Segment Open

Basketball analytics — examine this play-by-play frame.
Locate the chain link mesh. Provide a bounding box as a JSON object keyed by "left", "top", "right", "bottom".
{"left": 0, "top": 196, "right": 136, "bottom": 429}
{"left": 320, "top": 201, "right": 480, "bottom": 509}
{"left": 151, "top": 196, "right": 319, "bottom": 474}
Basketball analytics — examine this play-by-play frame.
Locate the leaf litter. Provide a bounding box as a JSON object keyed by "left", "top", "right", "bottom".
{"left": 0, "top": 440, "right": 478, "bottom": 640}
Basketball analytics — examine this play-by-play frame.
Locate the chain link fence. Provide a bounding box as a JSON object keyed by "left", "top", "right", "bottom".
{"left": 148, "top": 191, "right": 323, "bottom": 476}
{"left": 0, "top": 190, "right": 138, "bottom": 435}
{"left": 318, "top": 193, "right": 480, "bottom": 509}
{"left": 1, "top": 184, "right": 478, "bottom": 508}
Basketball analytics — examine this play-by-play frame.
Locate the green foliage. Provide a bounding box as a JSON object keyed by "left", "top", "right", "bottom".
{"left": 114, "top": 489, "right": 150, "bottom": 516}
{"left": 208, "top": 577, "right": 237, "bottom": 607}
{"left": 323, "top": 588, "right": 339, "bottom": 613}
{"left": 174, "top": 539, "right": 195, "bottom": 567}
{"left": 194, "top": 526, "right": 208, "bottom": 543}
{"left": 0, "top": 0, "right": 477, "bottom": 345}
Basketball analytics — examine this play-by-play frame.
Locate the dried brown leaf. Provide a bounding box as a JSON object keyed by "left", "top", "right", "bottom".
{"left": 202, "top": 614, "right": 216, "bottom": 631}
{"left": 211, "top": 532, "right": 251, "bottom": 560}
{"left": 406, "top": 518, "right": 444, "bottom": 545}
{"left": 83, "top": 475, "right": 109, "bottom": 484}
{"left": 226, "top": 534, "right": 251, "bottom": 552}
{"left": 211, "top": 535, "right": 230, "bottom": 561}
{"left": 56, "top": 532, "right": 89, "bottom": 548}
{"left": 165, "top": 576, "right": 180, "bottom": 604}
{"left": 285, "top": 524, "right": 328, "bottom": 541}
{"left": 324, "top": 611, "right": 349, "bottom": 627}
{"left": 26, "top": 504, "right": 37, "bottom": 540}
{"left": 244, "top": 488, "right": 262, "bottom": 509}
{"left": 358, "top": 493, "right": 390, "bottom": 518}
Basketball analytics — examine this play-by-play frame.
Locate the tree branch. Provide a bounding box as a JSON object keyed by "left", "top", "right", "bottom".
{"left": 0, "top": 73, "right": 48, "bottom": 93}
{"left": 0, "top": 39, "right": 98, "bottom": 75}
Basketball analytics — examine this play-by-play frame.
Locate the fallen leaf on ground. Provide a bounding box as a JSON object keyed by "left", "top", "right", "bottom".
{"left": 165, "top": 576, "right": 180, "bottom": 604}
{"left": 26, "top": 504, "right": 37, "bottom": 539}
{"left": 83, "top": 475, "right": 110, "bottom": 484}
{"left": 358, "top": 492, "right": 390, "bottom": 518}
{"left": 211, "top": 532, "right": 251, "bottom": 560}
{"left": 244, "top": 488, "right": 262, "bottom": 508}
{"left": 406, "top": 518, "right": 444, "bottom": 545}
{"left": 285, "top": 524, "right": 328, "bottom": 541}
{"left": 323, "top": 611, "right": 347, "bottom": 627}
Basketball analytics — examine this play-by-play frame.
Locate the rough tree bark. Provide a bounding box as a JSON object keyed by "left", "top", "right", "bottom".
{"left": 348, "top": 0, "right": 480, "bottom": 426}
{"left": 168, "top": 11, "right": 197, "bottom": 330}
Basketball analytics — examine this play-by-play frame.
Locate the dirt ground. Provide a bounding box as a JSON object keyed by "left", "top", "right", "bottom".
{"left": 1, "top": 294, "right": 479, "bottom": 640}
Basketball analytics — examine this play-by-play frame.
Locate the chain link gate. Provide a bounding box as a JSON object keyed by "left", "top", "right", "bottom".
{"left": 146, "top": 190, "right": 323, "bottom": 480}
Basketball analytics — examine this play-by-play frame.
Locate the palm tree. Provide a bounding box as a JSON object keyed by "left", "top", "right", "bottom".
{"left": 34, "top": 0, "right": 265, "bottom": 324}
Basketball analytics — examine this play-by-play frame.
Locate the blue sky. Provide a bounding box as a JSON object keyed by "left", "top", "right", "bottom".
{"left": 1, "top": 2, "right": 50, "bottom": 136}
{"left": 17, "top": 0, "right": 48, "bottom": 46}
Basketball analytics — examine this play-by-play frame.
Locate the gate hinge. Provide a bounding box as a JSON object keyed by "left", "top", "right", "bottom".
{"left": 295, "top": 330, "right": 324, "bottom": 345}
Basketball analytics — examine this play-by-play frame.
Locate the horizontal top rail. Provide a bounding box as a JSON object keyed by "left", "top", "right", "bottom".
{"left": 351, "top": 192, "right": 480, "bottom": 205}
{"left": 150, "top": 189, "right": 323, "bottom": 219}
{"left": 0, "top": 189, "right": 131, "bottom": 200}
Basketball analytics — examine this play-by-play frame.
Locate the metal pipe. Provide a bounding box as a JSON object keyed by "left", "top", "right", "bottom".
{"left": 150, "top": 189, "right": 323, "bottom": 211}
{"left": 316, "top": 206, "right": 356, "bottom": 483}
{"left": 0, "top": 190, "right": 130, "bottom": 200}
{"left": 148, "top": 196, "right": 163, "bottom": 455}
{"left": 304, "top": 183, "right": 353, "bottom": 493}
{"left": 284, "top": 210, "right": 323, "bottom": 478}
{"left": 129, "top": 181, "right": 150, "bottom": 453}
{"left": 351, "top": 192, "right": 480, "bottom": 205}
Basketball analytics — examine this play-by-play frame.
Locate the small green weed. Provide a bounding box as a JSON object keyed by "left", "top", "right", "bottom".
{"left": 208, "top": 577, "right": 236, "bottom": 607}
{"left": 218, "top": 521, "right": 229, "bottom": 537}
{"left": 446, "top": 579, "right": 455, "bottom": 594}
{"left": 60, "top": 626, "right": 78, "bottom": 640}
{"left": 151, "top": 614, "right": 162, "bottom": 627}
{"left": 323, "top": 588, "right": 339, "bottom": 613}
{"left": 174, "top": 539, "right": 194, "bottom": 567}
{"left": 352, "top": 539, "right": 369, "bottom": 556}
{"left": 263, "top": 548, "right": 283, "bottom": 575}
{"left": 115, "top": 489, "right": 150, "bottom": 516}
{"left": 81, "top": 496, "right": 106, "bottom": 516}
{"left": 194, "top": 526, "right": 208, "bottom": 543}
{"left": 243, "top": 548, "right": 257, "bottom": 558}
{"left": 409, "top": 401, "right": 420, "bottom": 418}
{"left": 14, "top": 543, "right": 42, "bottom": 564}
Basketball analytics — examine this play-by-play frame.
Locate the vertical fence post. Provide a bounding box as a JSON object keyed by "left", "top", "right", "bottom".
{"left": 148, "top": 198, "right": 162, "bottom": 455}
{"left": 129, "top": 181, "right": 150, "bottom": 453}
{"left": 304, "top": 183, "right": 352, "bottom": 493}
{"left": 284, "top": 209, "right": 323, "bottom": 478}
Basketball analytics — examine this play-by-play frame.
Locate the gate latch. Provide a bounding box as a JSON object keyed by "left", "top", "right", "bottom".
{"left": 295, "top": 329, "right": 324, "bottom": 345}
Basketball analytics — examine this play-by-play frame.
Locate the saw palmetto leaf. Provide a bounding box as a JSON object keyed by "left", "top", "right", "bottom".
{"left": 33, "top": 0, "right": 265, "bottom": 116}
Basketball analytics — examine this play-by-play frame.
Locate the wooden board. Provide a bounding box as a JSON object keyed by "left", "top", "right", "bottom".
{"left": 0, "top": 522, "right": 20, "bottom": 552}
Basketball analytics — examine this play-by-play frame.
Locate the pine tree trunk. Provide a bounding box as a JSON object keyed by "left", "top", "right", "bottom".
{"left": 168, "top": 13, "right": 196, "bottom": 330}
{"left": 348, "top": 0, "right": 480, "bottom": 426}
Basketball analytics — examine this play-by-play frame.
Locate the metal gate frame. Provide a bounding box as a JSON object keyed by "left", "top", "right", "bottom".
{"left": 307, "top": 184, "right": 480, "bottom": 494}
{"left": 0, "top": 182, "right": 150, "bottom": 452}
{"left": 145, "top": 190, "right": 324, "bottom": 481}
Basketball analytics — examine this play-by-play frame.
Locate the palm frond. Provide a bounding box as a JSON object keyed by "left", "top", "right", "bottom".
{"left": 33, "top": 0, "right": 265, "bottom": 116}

Segment Closed

▸ Task requirements:
Please give a word-for-word repetition of the lines from the one containing "Locate the pine" through the last line of the data above, including both, and nothing besides.

▸ Answer area:
Locate the pine tree trunk. Provide a bounding box as a JSON object keyed by "left", "top", "right", "bottom".
{"left": 168, "top": 13, "right": 196, "bottom": 330}
{"left": 348, "top": 0, "right": 480, "bottom": 426}
Basketball analytics — examine this play-by-play frame.
Locate the metal gate frame. Provide a bounding box as a JSON object keyed by "left", "top", "right", "bottom".
{"left": 307, "top": 184, "right": 480, "bottom": 494}
{"left": 0, "top": 182, "right": 150, "bottom": 452}
{"left": 145, "top": 190, "right": 324, "bottom": 481}
Basketball analytics — examine this play-by-play frame.
Locate the palm frond. Provide a bounding box as a JSON object keyed by "left", "top", "right", "bottom".
{"left": 33, "top": 0, "right": 265, "bottom": 116}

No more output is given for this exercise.